» Given task:
Below are some records; retype all of them exactly.

Records contained in a dataset:
= = = = =

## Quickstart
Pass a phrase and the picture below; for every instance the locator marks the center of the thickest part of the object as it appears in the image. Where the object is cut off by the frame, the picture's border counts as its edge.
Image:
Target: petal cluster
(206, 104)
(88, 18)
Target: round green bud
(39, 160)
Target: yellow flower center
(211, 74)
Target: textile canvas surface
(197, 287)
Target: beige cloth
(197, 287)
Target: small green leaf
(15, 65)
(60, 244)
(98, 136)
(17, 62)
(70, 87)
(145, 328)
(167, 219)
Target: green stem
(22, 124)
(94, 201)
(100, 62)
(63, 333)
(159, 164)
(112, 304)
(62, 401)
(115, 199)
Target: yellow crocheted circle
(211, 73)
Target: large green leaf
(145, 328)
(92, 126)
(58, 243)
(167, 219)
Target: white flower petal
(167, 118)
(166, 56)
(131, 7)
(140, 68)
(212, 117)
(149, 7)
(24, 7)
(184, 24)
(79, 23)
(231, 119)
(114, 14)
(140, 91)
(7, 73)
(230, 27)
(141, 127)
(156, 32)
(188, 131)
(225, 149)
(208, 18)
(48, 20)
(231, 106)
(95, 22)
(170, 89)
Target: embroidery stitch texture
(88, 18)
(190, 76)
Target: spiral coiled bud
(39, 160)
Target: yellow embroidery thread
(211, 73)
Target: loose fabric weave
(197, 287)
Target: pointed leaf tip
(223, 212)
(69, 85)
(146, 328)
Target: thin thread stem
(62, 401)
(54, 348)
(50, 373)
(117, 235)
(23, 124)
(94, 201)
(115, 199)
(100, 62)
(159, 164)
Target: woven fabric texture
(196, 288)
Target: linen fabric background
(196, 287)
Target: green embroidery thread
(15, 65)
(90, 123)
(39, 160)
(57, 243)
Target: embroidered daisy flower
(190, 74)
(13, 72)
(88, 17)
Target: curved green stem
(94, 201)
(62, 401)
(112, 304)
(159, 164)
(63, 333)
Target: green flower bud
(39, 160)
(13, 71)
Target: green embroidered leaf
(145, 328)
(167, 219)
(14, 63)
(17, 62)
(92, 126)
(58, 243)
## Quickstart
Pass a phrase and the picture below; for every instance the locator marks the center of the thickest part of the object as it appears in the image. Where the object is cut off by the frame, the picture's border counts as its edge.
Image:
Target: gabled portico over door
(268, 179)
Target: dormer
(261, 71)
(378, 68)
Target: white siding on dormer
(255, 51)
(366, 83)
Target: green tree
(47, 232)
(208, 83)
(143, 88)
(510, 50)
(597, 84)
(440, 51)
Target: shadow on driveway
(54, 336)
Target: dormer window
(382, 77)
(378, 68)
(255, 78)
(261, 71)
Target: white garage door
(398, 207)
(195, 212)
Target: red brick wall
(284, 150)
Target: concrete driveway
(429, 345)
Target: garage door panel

= = = = =

» Expected answer:
## Quickstart
Pass a phrase and the picture below; for every instance the locator marks the center of the thickest part of the object as it appears in the image. Where the object is cut off by the frame, the picture's border counts as its edge.
Image:
Target: petal cluster
(206, 104)
(88, 18)
Target: round green bud
(39, 160)
Target: yellow flower center
(211, 74)
Target: textile canvas surface
(197, 287)
Target: beige cloth
(197, 287)
Target: small green leaf
(15, 65)
(60, 244)
(98, 136)
(17, 62)
(70, 87)
(145, 328)
(167, 219)
Target: green stem
(22, 124)
(94, 201)
(100, 62)
(63, 333)
(159, 164)
(112, 304)
(62, 401)
(115, 199)
Target: yellow crocheted circle
(211, 73)
Target: large green leaf
(145, 328)
(92, 126)
(58, 243)
(167, 219)
Target: white flower petal
(167, 118)
(166, 56)
(131, 7)
(140, 68)
(212, 117)
(149, 7)
(24, 7)
(184, 24)
(79, 23)
(231, 119)
(114, 14)
(140, 91)
(7, 73)
(230, 27)
(141, 127)
(156, 32)
(188, 131)
(225, 149)
(208, 18)
(48, 20)
(231, 106)
(95, 22)
(170, 89)
Target: embroidery stitch texture
(88, 18)
(190, 76)
Target: spiral coiled bud
(39, 160)
Target: yellow embroidery thread
(211, 73)
Target: loose fabric weave
(197, 287)
Target: pointed leaf tip
(223, 212)
(69, 85)
(146, 328)
Target: thin thread stem
(62, 401)
(54, 348)
(50, 373)
(117, 235)
(23, 124)
(94, 201)
(115, 199)
(100, 62)
(159, 164)
Target: woven fabric texture
(196, 288)
Target: linen fabric background
(196, 287)
Target: green embroidery thread
(15, 65)
(90, 123)
(39, 160)
(57, 243)
Target: embroidered daisy flower
(190, 74)
(13, 72)
(88, 17)
Target: curved green stem
(94, 201)
(62, 401)
(112, 304)
(159, 164)
(63, 333)
Target: green flower bud
(39, 160)
(13, 71)
Target: green embroidered leaf
(145, 328)
(167, 219)
(14, 63)
(17, 62)
(92, 126)
(58, 243)
## Quickstart
Pass a phrase and the picture below; for every instance the locator marks the center of the thickest part of the object as it appears in the image. Where the object is cut off by the frame, the picture's border counts as its edge.
Image:
Target: gabled portico over door
(268, 179)
Target: dormer
(261, 71)
(378, 68)
Target: white siding on dormer
(255, 51)
(366, 83)
Target: green tree
(47, 232)
(208, 83)
(143, 88)
(510, 50)
(597, 84)
(440, 51)
Target: shadow on driveway
(54, 336)
Target: dormer window
(382, 77)
(378, 68)
(255, 78)
(261, 71)
Target: white garage door
(398, 207)
(195, 212)
Target: red brick wall
(284, 150)
Target: concrete driveway
(429, 345)
Target: garage door panel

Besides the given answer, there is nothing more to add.